WHAT NEEDS TO BE DONE — Would you please copy every line below that includes the string "beanie"?

#### INPUT FOR THIS TASK

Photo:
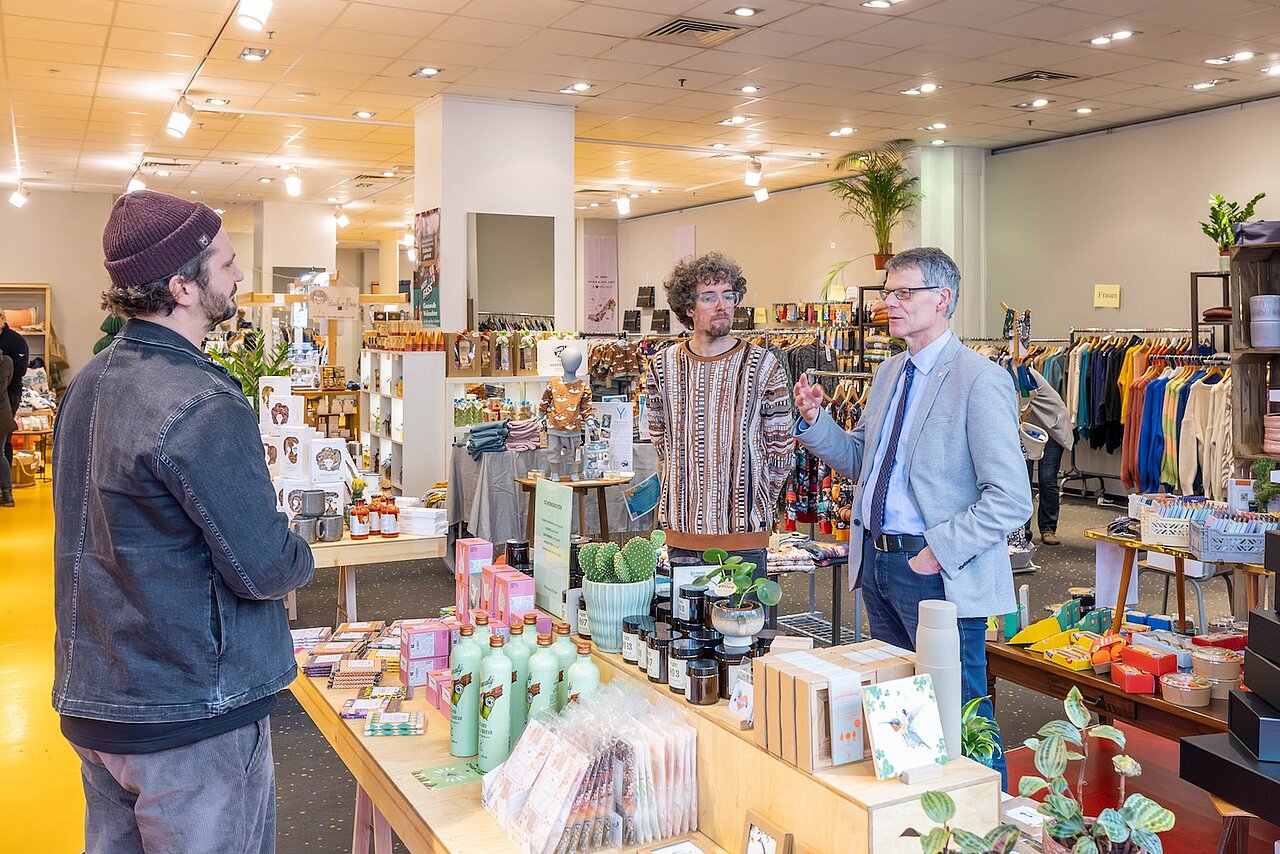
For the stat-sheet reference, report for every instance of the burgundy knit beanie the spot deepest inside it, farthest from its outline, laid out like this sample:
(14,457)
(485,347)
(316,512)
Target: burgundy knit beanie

########

ANSWER BOX —
For the stat-sheet reference, report for every instance of the burgundy knit beanie the spot deepest inside it, farthest from its outline, laid out like this sample:
Target: burgundy knit beanie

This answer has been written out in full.